SOURCE MATERIAL
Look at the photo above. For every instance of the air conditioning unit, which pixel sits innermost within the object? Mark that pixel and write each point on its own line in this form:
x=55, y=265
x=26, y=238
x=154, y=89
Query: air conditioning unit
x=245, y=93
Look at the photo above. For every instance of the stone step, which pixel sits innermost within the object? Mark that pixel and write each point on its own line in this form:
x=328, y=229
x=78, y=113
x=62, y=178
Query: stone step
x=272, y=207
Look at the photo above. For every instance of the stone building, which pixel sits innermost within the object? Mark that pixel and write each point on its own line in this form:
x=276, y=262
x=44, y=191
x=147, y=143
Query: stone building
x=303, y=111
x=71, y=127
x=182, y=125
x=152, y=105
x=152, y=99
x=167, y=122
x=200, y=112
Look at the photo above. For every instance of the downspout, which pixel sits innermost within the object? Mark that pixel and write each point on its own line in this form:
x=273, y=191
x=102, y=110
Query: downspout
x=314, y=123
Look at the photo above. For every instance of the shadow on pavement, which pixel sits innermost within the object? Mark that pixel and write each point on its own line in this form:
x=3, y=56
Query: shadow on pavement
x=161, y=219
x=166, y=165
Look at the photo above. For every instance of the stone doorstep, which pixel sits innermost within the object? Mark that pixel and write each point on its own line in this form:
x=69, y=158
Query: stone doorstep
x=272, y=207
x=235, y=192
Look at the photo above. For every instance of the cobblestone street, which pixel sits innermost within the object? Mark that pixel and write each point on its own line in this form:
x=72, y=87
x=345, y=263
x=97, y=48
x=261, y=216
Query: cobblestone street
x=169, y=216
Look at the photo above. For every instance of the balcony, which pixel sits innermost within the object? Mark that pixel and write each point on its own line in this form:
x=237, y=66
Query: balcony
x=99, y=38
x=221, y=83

AIM OF THE EXERCISE
All lines from the beginning of the listing through the one with "x=62, y=178" are to be restated word for word, and only those.

TASK RESULT
Look at the photo above. For every instance of the air conditioning unit, which pixel sits innermost within the object? Mark that pixel and write each point on its own line in this form:
x=55, y=265
x=26, y=238
x=154, y=89
Query: air conditioning unit
x=245, y=93
Look at the photo above. For every instance of the stone step, which pixel sits innermost within the object? Mark that pixel and write each point on its own line in this form:
x=328, y=229
x=78, y=113
x=62, y=178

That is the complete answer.